*** Opening Recorded information ***

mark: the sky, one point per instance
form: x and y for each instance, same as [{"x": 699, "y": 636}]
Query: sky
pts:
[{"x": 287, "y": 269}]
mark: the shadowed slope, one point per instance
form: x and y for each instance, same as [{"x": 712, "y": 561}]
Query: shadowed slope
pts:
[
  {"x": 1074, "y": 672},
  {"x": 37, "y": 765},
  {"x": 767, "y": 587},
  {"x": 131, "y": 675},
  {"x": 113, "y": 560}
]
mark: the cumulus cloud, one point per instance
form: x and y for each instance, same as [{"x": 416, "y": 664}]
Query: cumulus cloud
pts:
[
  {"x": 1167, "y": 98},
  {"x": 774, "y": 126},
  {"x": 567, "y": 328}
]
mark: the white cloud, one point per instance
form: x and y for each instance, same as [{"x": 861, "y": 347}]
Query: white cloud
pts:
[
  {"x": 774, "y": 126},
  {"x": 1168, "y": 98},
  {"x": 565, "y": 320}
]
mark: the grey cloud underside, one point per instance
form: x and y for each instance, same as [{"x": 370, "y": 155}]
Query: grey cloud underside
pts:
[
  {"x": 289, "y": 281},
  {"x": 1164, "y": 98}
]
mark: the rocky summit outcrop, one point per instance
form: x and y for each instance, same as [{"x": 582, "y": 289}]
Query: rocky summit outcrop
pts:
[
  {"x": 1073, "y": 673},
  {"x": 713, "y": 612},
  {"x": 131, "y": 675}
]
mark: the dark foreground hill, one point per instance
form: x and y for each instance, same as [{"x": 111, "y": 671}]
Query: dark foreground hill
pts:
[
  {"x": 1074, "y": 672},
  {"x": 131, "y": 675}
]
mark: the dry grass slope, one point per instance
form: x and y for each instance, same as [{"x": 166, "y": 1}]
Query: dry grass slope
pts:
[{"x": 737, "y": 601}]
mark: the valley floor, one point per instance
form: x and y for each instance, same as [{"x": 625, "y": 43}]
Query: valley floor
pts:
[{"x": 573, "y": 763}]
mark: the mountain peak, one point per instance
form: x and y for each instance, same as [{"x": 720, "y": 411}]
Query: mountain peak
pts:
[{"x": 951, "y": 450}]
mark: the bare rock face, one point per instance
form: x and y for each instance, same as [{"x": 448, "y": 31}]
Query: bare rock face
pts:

*** Closing Recorded information ***

## Exercise requirements
Retype each record in full, please.

## Task answer
mark: the sky, one point per instance
form: x and y for each instance, same as [{"x": 699, "y": 636}]
Query: sky
pts:
[{"x": 287, "y": 269}]
mark: the shadowed slope, one point per instance
form: x and y for each instance, same as [{"x": 712, "y": 561}]
Query: shadowed slope
pts:
[
  {"x": 1074, "y": 672},
  {"x": 37, "y": 765},
  {"x": 767, "y": 587},
  {"x": 131, "y": 675},
  {"x": 113, "y": 560}
]
mark: the cumulus cloud, one point per instance
form: x and y for each instance, same as [{"x": 416, "y": 664}]
Query: cumulus cloud
pts:
[
  {"x": 1167, "y": 98},
  {"x": 774, "y": 126},
  {"x": 567, "y": 328}
]
mark: the white cloud, one point per instance
form: x and y for each instance, same as [{"x": 861, "y": 347}]
Query: white cloud
pts:
[
  {"x": 774, "y": 126},
  {"x": 1168, "y": 98},
  {"x": 565, "y": 320}
]
mark: the grey cloud underside, one point per instance
form: x and y for each instance, same as [{"x": 370, "y": 155}]
Query: grey cloud underside
pts:
[
  {"x": 289, "y": 281},
  {"x": 1164, "y": 98}
]
mark: the rocky summit outcrop, one point per instance
form: x and y for each instance, same as [{"x": 582, "y": 289}]
Query: rocky summit outcrop
pts:
[
  {"x": 1073, "y": 673},
  {"x": 713, "y": 612},
  {"x": 131, "y": 675}
]
mark: the dark foreground hill, one point per instance
form: x and y for each instance, same as [{"x": 111, "y": 671}]
Query: dark foreground hill
pts:
[
  {"x": 1074, "y": 672},
  {"x": 131, "y": 675}
]
mark: the dry grass slope, one point per instance
form: x and y for each instance, same as [{"x": 166, "y": 1}]
Query: dry grass slope
pts:
[{"x": 737, "y": 601}]
mark: the valley floor, one point per instance
form: x and y for each instance, same as [{"x": 625, "y": 43}]
Query: valley floor
pts:
[{"x": 573, "y": 763}]
mark: the mountain peak, one point per instance
form: x and y for each instance, same as [{"x": 720, "y": 411}]
Query: mountain peak
pts:
[{"x": 951, "y": 450}]
mark: the bare rock face, one point per instance
form: x and y for each instance, same as [{"x": 448, "y": 31}]
Query: bare rock face
pts:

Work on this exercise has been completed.